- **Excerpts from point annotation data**
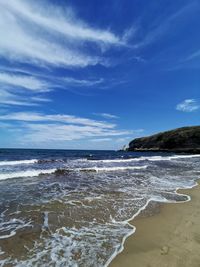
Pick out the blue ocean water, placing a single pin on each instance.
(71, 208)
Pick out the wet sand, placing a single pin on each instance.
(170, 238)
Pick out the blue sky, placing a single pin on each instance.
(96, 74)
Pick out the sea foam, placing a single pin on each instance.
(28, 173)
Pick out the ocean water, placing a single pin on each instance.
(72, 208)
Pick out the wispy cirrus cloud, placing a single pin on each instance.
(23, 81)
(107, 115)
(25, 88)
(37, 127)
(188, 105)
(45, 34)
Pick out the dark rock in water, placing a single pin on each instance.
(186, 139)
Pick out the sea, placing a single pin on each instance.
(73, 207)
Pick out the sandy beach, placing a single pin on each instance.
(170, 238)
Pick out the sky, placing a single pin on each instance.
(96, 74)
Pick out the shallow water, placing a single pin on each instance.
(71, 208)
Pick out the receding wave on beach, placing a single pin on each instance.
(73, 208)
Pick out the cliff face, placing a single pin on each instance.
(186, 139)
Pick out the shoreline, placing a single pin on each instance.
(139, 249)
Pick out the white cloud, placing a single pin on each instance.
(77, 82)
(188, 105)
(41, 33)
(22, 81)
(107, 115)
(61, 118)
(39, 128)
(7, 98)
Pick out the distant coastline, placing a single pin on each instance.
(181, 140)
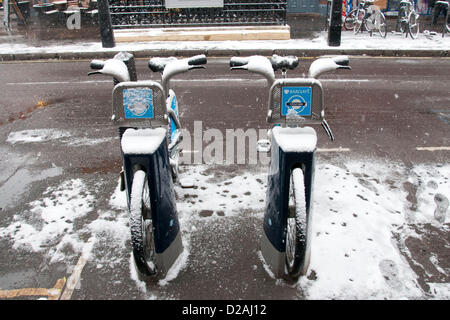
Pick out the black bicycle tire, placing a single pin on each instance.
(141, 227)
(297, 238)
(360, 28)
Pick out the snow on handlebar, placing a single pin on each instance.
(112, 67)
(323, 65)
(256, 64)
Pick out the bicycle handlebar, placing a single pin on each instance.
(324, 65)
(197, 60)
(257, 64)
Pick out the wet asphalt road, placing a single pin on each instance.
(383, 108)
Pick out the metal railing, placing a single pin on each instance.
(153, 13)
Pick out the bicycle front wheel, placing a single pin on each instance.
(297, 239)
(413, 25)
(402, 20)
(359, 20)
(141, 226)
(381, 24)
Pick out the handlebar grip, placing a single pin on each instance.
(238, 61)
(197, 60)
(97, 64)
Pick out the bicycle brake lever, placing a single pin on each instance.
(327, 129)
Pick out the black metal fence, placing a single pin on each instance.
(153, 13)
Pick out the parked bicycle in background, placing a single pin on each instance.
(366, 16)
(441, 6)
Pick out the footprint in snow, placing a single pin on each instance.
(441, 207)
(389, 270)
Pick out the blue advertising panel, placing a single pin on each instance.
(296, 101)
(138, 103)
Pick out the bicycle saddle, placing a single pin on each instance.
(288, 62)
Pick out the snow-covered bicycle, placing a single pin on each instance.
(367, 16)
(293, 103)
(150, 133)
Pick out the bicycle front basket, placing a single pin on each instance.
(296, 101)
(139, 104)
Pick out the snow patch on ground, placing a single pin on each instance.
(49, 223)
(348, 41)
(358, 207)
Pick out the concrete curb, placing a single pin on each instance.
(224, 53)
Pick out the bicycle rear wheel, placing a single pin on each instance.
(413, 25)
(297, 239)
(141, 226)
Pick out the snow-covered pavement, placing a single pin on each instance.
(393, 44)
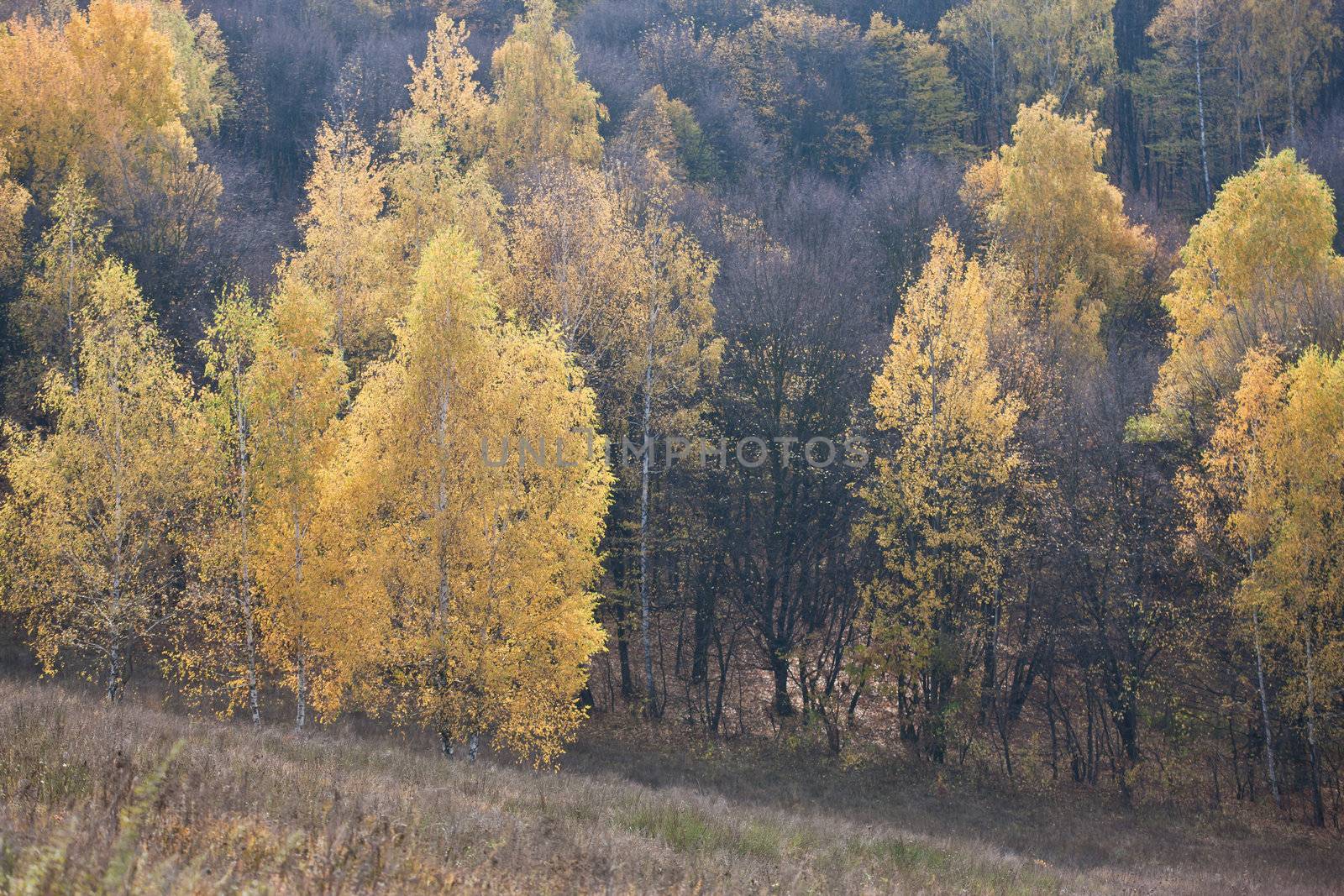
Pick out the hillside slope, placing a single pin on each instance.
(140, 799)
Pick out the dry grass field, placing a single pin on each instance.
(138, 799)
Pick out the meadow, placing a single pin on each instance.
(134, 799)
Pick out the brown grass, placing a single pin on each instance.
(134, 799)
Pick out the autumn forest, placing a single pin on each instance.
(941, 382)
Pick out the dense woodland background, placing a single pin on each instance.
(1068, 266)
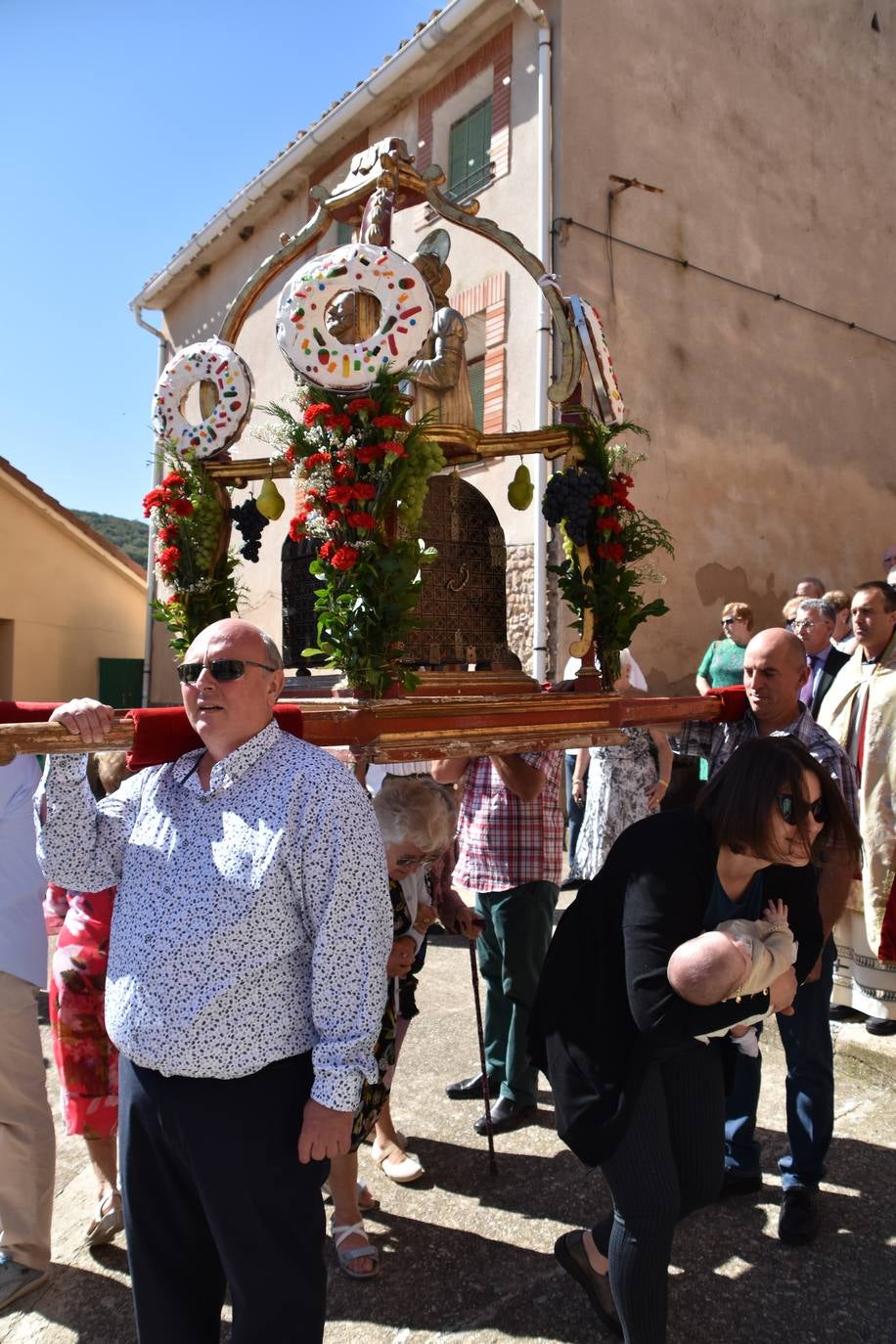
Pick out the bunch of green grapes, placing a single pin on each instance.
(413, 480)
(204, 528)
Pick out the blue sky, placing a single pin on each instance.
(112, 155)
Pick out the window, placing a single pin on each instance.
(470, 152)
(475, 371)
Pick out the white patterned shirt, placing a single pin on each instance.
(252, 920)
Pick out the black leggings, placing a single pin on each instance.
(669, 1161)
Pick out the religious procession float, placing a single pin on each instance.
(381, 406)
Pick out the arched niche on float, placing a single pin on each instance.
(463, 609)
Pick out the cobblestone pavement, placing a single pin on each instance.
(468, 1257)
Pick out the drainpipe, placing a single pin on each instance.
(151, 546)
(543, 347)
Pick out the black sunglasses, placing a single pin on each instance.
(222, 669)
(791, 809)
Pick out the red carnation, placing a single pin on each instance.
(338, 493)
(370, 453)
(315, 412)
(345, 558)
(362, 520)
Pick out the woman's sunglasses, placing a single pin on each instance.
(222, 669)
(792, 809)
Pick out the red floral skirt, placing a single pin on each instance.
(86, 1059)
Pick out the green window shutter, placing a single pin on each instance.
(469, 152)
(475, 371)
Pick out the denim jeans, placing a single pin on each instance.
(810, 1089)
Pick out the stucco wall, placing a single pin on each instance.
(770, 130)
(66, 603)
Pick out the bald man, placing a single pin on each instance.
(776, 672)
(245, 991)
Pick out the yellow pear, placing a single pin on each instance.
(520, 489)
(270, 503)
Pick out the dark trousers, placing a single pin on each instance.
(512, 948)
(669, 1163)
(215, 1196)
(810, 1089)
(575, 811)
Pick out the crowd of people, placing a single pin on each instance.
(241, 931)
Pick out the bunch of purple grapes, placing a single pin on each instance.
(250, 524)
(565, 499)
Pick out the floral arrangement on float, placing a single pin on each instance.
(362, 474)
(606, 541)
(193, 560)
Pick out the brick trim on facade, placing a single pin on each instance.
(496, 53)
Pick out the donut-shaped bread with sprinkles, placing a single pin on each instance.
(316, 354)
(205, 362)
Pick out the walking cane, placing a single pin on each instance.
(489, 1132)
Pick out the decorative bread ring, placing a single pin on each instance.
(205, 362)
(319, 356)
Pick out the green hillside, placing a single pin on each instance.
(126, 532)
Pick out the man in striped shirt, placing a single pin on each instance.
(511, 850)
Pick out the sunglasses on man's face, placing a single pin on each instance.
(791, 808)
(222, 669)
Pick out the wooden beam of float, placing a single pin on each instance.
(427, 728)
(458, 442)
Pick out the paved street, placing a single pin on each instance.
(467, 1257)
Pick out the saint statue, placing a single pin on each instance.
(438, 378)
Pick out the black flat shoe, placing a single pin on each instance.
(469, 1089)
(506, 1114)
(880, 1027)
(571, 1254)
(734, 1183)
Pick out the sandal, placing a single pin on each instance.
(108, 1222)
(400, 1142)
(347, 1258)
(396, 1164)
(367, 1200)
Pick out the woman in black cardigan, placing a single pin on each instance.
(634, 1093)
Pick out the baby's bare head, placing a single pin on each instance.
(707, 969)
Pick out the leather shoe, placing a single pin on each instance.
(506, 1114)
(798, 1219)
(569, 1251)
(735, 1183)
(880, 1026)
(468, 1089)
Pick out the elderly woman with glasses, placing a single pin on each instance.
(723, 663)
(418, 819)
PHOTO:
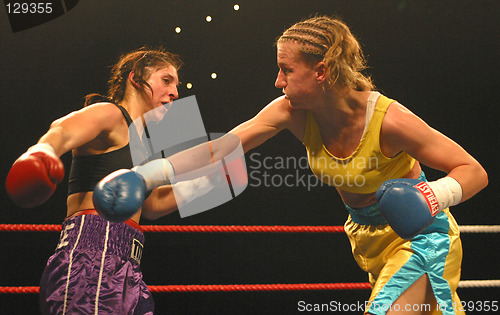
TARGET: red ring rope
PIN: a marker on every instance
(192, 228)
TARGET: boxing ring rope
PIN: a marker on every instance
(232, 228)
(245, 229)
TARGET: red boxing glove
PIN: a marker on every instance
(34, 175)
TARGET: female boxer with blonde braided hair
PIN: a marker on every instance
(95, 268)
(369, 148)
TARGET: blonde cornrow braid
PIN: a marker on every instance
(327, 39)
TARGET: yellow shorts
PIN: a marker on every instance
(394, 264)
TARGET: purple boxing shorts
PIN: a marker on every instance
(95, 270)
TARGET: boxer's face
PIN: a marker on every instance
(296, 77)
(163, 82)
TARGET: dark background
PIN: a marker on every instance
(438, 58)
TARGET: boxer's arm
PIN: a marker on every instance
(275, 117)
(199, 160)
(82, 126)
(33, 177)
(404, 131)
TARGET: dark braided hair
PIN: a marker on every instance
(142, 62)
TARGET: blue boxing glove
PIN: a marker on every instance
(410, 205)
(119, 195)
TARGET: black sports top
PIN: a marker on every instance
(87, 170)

- **Short problem**
Transcribe the listing above verbatim. Omit the pictures.

- **Response**
Pick out the blue ocean water, placing a single pin on each instance.
(71, 208)
Pick out the wet sand, placing a single pin on each instance.
(170, 238)
Pick out the blue sky, placing a single pin on each instance.
(96, 74)
Pick out the sea foam, placing a single pin on each instance.
(28, 173)
Pick out the ocean water, placing a single pin on each instance.
(72, 208)
Pick out the wispy cirrus cloud, placing a single pin on each instance.
(23, 81)
(107, 115)
(25, 88)
(37, 127)
(188, 105)
(45, 34)
Pick out the dark rock in water, placing a single pin on each instance.
(186, 139)
Pick out the sea, placing a single pin on each instance.
(73, 207)
Pick out the sandy beach, placing a single pin on each instance.
(170, 238)
Pick out the sky, placing a single pin on each instance.
(96, 74)
Pick out the shallow water, placing a single pin on each instance.
(71, 208)
Pick out the receding wave on beach, placing a single pin on each instance.
(73, 208)
Pick out the cliff face, placing a single pin on each instance.
(186, 139)
Pick out the shoreline, placing a single pin on each instance.
(139, 249)
Pick out the white cloud, placing a single pin on each instance.
(77, 82)
(188, 105)
(41, 33)
(22, 81)
(107, 115)
(61, 118)
(39, 128)
(7, 98)
Pick out the distant coastline, placing a single pin on each instance.
(181, 140)
Pick out the black bicycle tire, placing a single pin on each instance.
(141, 227)
(297, 238)
(360, 28)
Pick out the snow on handlebar, placing a single pin on each instance.
(112, 67)
(323, 65)
(256, 64)
Pick out the bicycle handlebar, placing a single pin on each instance.
(324, 65)
(197, 60)
(257, 64)
Pick out the wet asphalt road, placing a single pin on each instance.
(383, 108)
Pick out the metal railing, placing a single pin on each instance.
(153, 13)
Pick out the bicycle front wheel, placing a single pin on each instance.
(297, 239)
(413, 25)
(402, 20)
(359, 20)
(141, 226)
(381, 24)
Pick out the handlebar grip, placing a single pin on each instance.
(238, 61)
(197, 60)
(97, 64)
Pick out the bicycle brake lever, placing a single pin on each instance.
(327, 129)
Pick out the black metal fence, placing a single pin on each instance.
(153, 13)
Pick out the parked bicycle in background, placing a single pin on each instance.
(366, 16)
(441, 6)
Pick out the footprint in snow, placing a single pin on each instance.
(441, 207)
(389, 270)
Pick out the blue advertising panel, placing a single pin on each instance.
(296, 101)
(138, 103)
Pick out the bicycle saddle, placing a single pin on each instance.
(288, 62)
Pick out the snow-covered bicycle, placing a single pin on each instance.
(367, 16)
(293, 103)
(150, 133)
Pick out the bicycle front basket, placing a single pin on each instance.
(296, 101)
(139, 104)
Pick out the snow patch on ground, placing a single pin on each instance.
(49, 223)
(348, 41)
(358, 207)
Pick out the concrete curb, placing a single pin on each instance.
(224, 53)
Pick out the bicycle rear wheel, placing a single pin on each instance.
(413, 25)
(297, 239)
(141, 226)
Pick out the snow-covered pavement, placing a single pin on each instance.
(393, 44)
Pick out the hillside slope, placing a single pin on each instance.
(140, 799)
Pick out the dry grass field, placing a single pin on each instance.
(138, 799)
Pick out the meadow, placing a single pin on each instance.
(134, 799)
Pick out the brown grass, placing a single pin on each instance.
(134, 799)
Pick out the autumn forest, placing a single pin on each instance.
(941, 382)
Pick out the dense woodland background, placing a single pin on each instance.
(1068, 266)
Pick out the bunch of green grapes, placing a single pin on each instance.
(413, 480)
(204, 528)
Pick out the blue sky, placing a single pin on each instance.
(112, 155)
Pick out the window, placing a single pin on each instance.
(470, 152)
(475, 371)
Pick out the white patterned shirt, placing a single pin on each instance.
(252, 920)
Pick out the black leggings, placing a single pin on each instance.
(669, 1161)
Pick out the religious procession float, placing a single pin on each instance.
(381, 406)
Pick out the arched niche on float, placing a single pin on each instance.
(463, 609)
Pick out the cobblestone pavement, placing a single pin on each instance.
(468, 1257)
Pick out the drainpipe, placing a single pin on each instance.
(151, 546)
(543, 347)
Pick out the black sunglasses, placing a single pin on each instance.
(222, 669)
(791, 809)
Pick out the red carnation, placing a single pin on each instance.
(338, 493)
(370, 453)
(315, 412)
(345, 558)
(362, 520)
Pick out the woman's sunglasses, placing a single pin on each instance.
(222, 669)
(792, 809)
Pick out the red floral skirt, placing a single pin on each instance.
(86, 1059)
Pick out the green window shutter, placing a single pin on each instance.
(469, 152)
(475, 371)
Pick out the denim jeans, placing a single pin on each instance.
(810, 1089)
Pick out the stucco wall, placing a single pin on each instance.
(770, 130)
(66, 603)
Pick out the bald man, placing a single pin on each instance.
(776, 672)
(245, 991)
Pick out the yellow pear, placing a single pin on each instance.
(520, 489)
(270, 503)
Pick out the dark trousers, placing a single pin on each instance.
(512, 948)
(669, 1163)
(215, 1196)
(810, 1089)
(575, 811)
Pick out the crowd of people, placing a single pin on each instance.
(241, 931)
Pick out the bunch of purple grapes, placing a single pin on each instance.
(250, 524)
(565, 499)
Pick out the floral arrangement on float, placing a single pin on each instance.
(362, 474)
(606, 541)
(193, 560)
Pick out the brick trim on facade, placing a single pin on each instance.
(496, 53)
Pick out the donut-shaped bread with sprinkles, placing a single pin on each instance.
(316, 354)
(205, 362)
Pick out the walking cane, placing a single pin on each instance.
(489, 1132)
Pick out the decorative bread ring, placing a single pin on each instance.
(205, 362)
(319, 356)
Pick out the green hillside, placing a single pin on each instance.
(126, 532)
Pick out the man in striped shirt, placing a single pin on each instance.
(511, 850)
Pick out the sunglasses on man's face, placing a single pin on each instance.
(791, 808)
(222, 669)
Pick out the wooden beam of float, placing a single pin on each instance.
(427, 728)
(458, 442)
Pick out the paved street, placing a single pin on each instance.
(467, 1257)
Pick out the saint statue, placing a single pin on each instance.
(438, 378)
Pick out the black flat shoe, placing a single pin on each instance.
(469, 1089)
(506, 1114)
(880, 1027)
(571, 1254)
(734, 1183)
Pick out the sandal, placing a single pin on each instance.
(108, 1222)
(400, 1142)
(347, 1258)
(396, 1164)
(367, 1200)
Pick out the woman in black cardigan, placing a single pin on each instance.
(634, 1093)
Pick out the baby's bare head, placing a single pin on each instance.
(707, 969)
Pick out the leather shoe, placing a single pin on each instance.
(506, 1114)
(798, 1219)
(569, 1251)
(735, 1183)
(880, 1026)
(468, 1089)
Pick out the elderly woman with glasses, placing a single pin on each instance.
(723, 663)
(418, 819)
PHOTO:
TARGET: red ring rope
PIN: a marker on every instance
(192, 228)
TARGET: boxing ring rope
PIN: a marker on every instance
(232, 228)
(245, 229)
TARGET: red boxing glove
PIN: a marker on every instance
(34, 175)
TARGET: female boxer with blonde braided hair
PIN: a marker on every instance
(95, 268)
(369, 148)
TARGET: blonde cornrow braid
PIN: a marker on every instance
(327, 39)
TARGET: yellow shorts
PIN: a marker on every instance
(394, 264)
TARGET: purple boxing shorts
PIN: a marker on every instance
(95, 270)
TARGET: boxer's face
PIN: a marker on every instance
(296, 77)
(163, 82)
TARGET: dark background
PIN: a marker on every instance
(438, 58)
TARGET: boxer's arm
PIN: a marker on every instance
(275, 117)
(199, 160)
(82, 126)
(33, 177)
(404, 131)
TARGET: dark braided hair
PIN: a marker on every instance
(142, 62)
TARGET: blue boxing glove
PIN: a marker on every instance
(410, 205)
(119, 195)
TARGET: black sports top
PIN: a marker on every instance
(87, 170)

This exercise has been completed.